Extend the article below on Gil Perez's federal sentencing hearing, beginning right after its last sentence.

Passage provided:
= = = = = = =

Gil Perez in Portland. Credit: Troy R. Bennett / BDN

Everyone stood up and stopped speaking when the judge entered the courtroom to decide how long Gil Perez would spend in federal prison.

Even in the high drama of federal court, amid a raging opioid crisis that’s killed thousands of Mainers, Perez’s case stood out. After years of addiction and run-ins with the law, he had finally gotten sober, and had even become a leader in his recovery community. But on Thursday afternoon, the day after his 38th birthday, he still stared down the possibility of 17 years in prison due to stiff federal guidelines, with a mandatory minimum of five years, set by Congress.

= = = = = = =

Data:
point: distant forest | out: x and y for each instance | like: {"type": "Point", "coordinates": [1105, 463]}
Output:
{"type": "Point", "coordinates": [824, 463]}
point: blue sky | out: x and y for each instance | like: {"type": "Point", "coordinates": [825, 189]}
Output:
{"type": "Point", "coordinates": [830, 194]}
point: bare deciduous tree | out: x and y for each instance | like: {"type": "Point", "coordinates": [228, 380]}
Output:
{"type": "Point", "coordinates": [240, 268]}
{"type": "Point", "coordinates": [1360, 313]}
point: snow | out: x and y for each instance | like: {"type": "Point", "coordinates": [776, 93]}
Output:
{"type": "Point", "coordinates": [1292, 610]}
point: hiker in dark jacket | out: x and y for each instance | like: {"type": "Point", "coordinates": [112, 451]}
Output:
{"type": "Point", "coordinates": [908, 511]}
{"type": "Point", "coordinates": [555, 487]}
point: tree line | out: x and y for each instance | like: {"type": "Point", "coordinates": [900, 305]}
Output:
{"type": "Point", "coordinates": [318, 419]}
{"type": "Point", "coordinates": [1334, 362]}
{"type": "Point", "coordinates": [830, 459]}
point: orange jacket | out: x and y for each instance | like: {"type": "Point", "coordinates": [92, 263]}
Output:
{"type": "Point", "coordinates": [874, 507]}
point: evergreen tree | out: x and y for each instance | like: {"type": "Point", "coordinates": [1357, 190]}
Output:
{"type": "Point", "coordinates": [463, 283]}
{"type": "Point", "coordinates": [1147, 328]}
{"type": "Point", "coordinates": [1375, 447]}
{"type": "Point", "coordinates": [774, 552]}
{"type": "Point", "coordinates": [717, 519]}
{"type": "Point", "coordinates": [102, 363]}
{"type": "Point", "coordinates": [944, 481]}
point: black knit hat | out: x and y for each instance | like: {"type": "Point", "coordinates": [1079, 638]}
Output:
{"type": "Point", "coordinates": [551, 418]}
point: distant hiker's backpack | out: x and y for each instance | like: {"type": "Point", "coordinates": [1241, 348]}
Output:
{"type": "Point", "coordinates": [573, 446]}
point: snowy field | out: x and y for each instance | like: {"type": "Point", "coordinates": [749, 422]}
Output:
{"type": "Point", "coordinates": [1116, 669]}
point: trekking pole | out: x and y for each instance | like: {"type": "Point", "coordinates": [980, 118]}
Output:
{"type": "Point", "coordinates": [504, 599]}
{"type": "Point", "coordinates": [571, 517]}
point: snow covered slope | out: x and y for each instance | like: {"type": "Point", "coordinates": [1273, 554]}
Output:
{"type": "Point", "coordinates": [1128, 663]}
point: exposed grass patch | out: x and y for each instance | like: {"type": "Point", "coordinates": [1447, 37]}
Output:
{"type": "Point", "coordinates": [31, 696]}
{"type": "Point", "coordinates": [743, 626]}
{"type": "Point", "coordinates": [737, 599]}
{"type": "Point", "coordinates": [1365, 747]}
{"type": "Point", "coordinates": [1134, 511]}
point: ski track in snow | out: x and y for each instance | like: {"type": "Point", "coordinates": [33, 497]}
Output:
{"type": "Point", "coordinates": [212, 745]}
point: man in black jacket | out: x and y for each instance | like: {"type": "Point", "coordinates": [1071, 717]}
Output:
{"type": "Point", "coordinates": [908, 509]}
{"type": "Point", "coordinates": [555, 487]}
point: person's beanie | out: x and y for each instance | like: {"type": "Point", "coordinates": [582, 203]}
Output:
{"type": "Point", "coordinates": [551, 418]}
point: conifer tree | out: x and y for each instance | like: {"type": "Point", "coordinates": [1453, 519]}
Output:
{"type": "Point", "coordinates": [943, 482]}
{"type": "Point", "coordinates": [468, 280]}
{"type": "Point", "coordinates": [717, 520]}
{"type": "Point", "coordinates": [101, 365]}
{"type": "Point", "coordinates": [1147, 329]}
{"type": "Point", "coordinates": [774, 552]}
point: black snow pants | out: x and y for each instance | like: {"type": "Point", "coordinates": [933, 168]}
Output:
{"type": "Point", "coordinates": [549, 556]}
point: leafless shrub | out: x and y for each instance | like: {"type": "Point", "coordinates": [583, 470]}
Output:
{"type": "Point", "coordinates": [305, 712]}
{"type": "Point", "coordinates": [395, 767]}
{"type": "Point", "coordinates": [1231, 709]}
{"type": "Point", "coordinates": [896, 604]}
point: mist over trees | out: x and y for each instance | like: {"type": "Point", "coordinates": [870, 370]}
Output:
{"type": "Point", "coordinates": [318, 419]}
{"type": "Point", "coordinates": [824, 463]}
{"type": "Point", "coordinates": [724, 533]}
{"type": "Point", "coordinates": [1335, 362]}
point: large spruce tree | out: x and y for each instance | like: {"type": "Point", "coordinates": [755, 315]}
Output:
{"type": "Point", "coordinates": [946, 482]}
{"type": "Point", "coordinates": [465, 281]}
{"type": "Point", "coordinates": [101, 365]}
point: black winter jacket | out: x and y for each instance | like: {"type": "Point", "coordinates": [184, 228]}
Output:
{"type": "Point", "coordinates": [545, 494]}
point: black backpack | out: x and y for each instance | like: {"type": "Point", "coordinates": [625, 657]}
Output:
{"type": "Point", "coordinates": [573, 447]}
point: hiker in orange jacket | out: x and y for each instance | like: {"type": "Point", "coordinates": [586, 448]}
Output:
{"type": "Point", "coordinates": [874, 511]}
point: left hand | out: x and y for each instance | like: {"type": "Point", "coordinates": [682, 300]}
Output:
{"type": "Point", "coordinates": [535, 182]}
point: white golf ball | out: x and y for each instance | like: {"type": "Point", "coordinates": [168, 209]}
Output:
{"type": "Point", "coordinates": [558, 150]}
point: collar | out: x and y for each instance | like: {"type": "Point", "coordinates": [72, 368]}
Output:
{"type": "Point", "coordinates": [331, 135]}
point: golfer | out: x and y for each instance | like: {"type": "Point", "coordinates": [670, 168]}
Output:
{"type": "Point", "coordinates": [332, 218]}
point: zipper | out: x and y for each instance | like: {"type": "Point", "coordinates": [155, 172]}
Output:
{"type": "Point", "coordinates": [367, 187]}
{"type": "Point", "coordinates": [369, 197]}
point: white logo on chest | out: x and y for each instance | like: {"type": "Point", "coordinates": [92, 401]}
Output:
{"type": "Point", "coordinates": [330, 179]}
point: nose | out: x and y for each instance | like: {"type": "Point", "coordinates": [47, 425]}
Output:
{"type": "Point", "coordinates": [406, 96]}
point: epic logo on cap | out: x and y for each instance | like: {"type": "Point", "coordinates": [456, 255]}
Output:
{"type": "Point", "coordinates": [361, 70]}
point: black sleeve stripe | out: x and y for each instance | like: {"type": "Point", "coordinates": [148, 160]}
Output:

= = = = = = =

Reply:
There was only so much leeway for U.S. District Judge D. Brock Hornby, who is retiring this month after 40 years on the bench. In his final sentencing, he had a choice: Would he back the recommendation of prosecutors, or put his faith in the redemption of a man with a lifetime of bad decisions who had been arrested with a backpack full of cocaine and fentanyl? 

By the time of his August 2019 arrest by local police in Lawrence, Massachusetts, federal agents had already suspected Perez of dealing drugs and had gathered enough evidence to charge him with a more serious crime. The drugs found on Perez were bound for Maine, and he planned to keep a generous portion to feed his own addiction.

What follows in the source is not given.